* Stored records:
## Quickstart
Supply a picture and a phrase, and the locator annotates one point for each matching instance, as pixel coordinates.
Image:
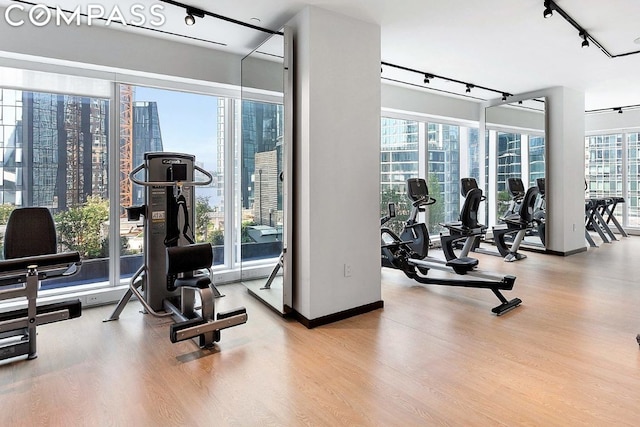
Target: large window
(612, 166)
(438, 152)
(399, 160)
(633, 176)
(603, 155)
(71, 147)
(154, 120)
(54, 154)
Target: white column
(565, 171)
(337, 166)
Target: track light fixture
(428, 77)
(551, 8)
(548, 12)
(192, 12)
(584, 35)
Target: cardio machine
(409, 253)
(516, 224)
(30, 252)
(171, 276)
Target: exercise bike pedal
(507, 306)
(235, 312)
(177, 327)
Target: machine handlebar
(169, 183)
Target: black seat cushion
(200, 282)
(30, 232)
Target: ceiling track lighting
(585, 42)
(550, 6)
(427, 77)
(548, 11)
(192, 13)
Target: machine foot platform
(507, 306)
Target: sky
(188, 124)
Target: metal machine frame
(166, 291)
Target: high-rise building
(146, 138)
(54, 149)
(398, 154)
(262, 128)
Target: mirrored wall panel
(266, 132)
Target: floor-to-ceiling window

* Task to carry out: Rewrite every line of the records above, including the "Target:" lines, with each point coordinate multiplied by 2.05 and rounded to a whole number, halves rounding up. Leave the pictures out.

* Response to the task:
## Quickstart
Supply a picture and a phrase, and the locator annotates one point for each matching instance, as pixel coordinates.
Image:
Target: large window
(1255, 340)
(898, 312)
(818, 328)
(1298, 361)
(1236, 318)
(146, 301)
(316, 246)
(111, 316)
Target: white column
(1158, 351)
(691, 340)
Target: track light fixture
(877, 158)
(1130, 16)
(1123, 25)
(394, 25)
(1197, 72)
Target: cardio machine
(838, 519)
(1058, 459)
(62, 517)
(351, 566)
Target: exercise bike pedal
(1039, 627)
(482, 640)
(363, 670)
Target: machine handlebar
(346, 375)
Target: black seat cushion
(410, 578)
(62, 476)
Target: ceiling track lighting
(1199, 86)
(1128, 12)
(875, 158)
(1123, 23)
(394, 27)
Target: machine foot platform
(1039, 627)
Target: sky
(385, 254)
Target: metal machine frame
(340, 597)
Target: high-rise building
(299, 283)
(111, 305)
(816, 316)
(537, 262)
Target: mirrored wall panel
(545, 271)
Target: floor-to-ceiling window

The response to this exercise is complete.